▸ HOW TO COMPLETE THIS TASK: With images removed, return the whole listing exactly as written.

▸ EXTRACTED ENTRIES:

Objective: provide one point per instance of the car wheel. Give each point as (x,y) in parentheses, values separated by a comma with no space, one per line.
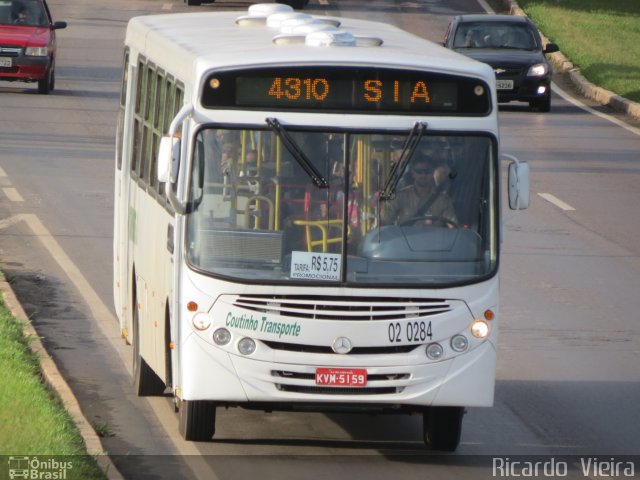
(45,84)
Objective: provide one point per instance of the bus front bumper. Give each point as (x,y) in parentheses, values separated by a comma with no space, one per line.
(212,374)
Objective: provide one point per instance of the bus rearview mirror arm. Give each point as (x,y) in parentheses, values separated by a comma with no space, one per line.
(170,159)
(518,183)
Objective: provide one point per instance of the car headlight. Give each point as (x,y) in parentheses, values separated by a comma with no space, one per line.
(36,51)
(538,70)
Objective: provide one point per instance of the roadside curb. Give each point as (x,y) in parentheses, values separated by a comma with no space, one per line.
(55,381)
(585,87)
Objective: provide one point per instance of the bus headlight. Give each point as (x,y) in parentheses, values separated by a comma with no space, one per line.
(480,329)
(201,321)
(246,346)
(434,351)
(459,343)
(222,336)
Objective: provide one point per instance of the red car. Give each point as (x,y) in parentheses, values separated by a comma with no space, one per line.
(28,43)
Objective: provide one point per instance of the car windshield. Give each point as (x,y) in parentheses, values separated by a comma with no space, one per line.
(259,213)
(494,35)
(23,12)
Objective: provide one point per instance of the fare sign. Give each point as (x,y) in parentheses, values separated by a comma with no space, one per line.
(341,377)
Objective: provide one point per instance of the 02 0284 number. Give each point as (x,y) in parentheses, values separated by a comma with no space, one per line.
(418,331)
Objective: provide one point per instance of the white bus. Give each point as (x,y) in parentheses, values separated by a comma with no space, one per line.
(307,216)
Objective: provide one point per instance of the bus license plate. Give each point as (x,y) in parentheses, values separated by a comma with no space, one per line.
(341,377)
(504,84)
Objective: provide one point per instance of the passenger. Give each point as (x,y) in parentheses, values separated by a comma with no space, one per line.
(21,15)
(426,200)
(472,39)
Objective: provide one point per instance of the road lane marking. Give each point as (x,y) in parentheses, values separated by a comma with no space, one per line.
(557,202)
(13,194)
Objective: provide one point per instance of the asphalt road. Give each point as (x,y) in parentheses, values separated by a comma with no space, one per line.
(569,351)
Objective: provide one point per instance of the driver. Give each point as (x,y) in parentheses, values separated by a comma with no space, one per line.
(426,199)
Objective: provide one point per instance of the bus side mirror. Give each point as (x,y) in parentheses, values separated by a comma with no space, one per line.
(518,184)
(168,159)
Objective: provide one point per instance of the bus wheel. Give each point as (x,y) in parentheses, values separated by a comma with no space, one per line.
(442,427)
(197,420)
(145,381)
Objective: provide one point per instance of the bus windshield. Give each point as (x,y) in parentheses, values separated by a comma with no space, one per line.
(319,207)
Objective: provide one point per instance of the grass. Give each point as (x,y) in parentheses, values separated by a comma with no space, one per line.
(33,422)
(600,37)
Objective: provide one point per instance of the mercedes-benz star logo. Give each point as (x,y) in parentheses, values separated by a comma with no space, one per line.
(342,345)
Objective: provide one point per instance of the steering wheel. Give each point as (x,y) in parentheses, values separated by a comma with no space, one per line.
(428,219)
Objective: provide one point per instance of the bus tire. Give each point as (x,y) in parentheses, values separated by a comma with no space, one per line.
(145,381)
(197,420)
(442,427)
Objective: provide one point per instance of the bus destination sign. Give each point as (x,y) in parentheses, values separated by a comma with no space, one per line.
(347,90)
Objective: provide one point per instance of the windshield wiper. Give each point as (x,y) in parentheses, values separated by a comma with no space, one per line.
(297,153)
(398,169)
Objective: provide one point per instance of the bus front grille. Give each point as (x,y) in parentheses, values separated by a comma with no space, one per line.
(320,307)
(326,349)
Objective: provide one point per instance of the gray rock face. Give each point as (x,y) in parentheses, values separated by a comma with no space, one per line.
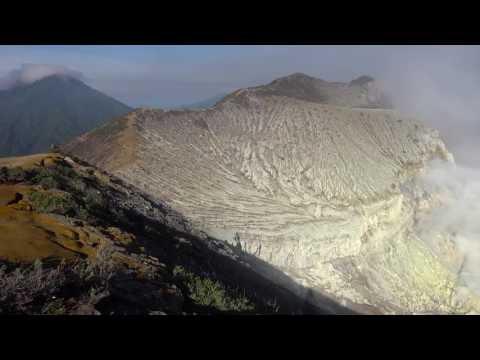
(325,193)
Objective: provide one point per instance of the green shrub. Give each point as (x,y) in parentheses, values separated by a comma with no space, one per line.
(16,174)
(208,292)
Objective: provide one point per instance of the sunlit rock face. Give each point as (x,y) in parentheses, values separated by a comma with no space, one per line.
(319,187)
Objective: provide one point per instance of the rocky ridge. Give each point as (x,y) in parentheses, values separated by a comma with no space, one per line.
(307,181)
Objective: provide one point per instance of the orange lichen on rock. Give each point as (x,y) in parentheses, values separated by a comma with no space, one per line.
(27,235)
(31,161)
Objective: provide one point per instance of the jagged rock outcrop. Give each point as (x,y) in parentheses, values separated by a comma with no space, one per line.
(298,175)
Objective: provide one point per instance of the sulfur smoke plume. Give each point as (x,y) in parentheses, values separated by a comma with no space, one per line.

▸ YOUR SOLUTION:
Objective: provide one point per instance of the car wheel. Give each point as (x,y) in parentheses, values separated by a comma with no space, one per line.
(45,84)
Objective: provide one point per instance of the bus front bumper. Give each point as (x,y) in parentheses, values separated by a comma with no space, one per line.
(212,374)
Objective: provide one point per instance of the bus rearview mirror arm. Give each point as (x,y) in parentheses, values separated by a comma with no space, one per line.
(170,159)
(518,183)
Objective: provide one point per instance of the car headlight. Give each point as (x,y) in parentheses, values separated by a comma with no space, one per line.
(36,51)
(538,70)
Objective: provide one point per instance of the roadside curb. Give each point as (x,y) in parentheses, values separated by a comma with no space, one per line.
(55,381)
(585,87)
Objective: provide one point per instance of the bus headlight. Give each point as (x,y) in parentheses, values separated by a comma with no space, one per line.
(480,329)
(201,321)
(246,346)
(434,351)
(459,343)
(222,336)
Objective: provide one point per instance of the red car. Give each point as (x,y) in parentheses, values separated by a comma with no space, one per line.
(28,43)
Objective: provide one point per instance of the car windshield. Give each point as (x,y) in parentheses, values separated by a comma with no space, one per line.
(259,213)
(494,35)
(23,12)
Objective: provide one point per instance of the fare sign. Give each point as (x,y) in parentheses, values separated by a comma with no space, one per line.
(341,377)
Objective: provide one point per instance of the 02 0284 number. Give each point as (x,y) in parentheses, values separated by a comma with no space, one per line.
(418,331)
Objective: provide one point per instance of the white bus. Give each point as (x,y) in parentheses, values separated by a comma with no space, one per line.
(307,216)
Objective: provide one point per instance of the bus license plate. Give each point as (x,y) in parentheses, values separated by a comma with no space, one per line.
(341,377)
(504,84)
Objective: provide one point per instance of the passenger. Give each point as (x,y) in parentheses, values separated by a comma with no space, one per line.
(21,15)
(426,200)
(472,39)
Objective: provide one point per instance of the road lane marking. Give each point as (x,y) in parentheses, values separated by a comma with no space, one per line.
(557,202)
(13,194)
Objective: provide one point per instance of the asphalt road. Give each point as (x,y) in parentheses, values separated by a comma with no space, one per line.
(569,351)
Objective: provide one point per instance of the driver. Give each point as (x,y) in parentheses, values separated by a comma with no space, one per line.
(426,199)
Objective: provide one point per instance of the bus side mirror. Give each point as (x,y) in parentheses, values separated by a comma with no space, one per line.
(518,184)
(168,159)
Objective: provide one point per instance of the bus wheel. Give each point as (x,y) in parentheses, values separated by a comma with no space, one per line.
(442,427)
(197,420)
(145,381)
Objective: provide one point per instance of the bus windshield. Give each point as (x,y) in parentheses, values separated by a comma with no space, one per line.
(319,207)
Objective: provide one point per instance of the grass. Give each point as (x,y) in parentheses, values separated by a comma with no space, one per line.
(33,422)
(600,37)
Objective: provide one point per instance of the mercedes-benz star logo. Give each point as (x,y) in parentheses, values separated by a comma with no space, one per line.
(342,345)
Objective: provide one point per instance of the steering wheel. Give each point as (x,y) in parentheses, values separated by a comma with no space, one per line.
(428,219)
Objective: provide one point per instance of the bus tire. Give each point as (x,y) in parentheses, values separated by a comma with no space, one per line.
(145,381)
(197,420)
(442,427)
Objective: provide one point per instance of the bus destination sign. Give each point as (x,y) in parentheses, values separated by a comma with no space, one per line.
(347,90)
Objective: provide one point per instance of the windshield wiper. Give each point as (x,y) in parentheses, values separated by a comma with no space, one per line.
(297,153)
(398,169)
Objective: provide one point per instance of the bus front grille. Give each point as (x,y) in parentheses, values separated by a comma with no space, one per line.
(320,307)
(326,349)
Objective: provide one point per instance of the gray rock face. Give each point as (x,y) in parentheses, values separated by a comma with no space, one per line.
(325,193)
Objective: provide one point per instance of the green shrub. Give each point as (x,y) in parentheses, values separated by a comma with no space, one per line.
(16,174)
(208,292)
Objective: provide one point per instance of the sunlit rock face. Give each point as (x,y) in parentheses, values separated by a comma with no space, one per line.
(319,187)
Objective: provide one point per instance of the rocky ridge. Give each point as (x,y) in parentheses, values separated by a comma with no space, one per line.
(307,181)
Objective: provide one point per instance of the orange lichen on rock. Give each point as (x,y) in parentheses, values separated by a comma with no space, one per line.
(27,235)
(31,161)
Objective: provide one point per instance of the jagged rock outcrop. Give each point as (x,y) in parentheses, values separated by a comma with no space, one per line.
(298,175)
Objective: provide one point per instance of the sulfur smoke plume. Give each point as (x,y) in parentheses, values separated by a comma with no space, one per line.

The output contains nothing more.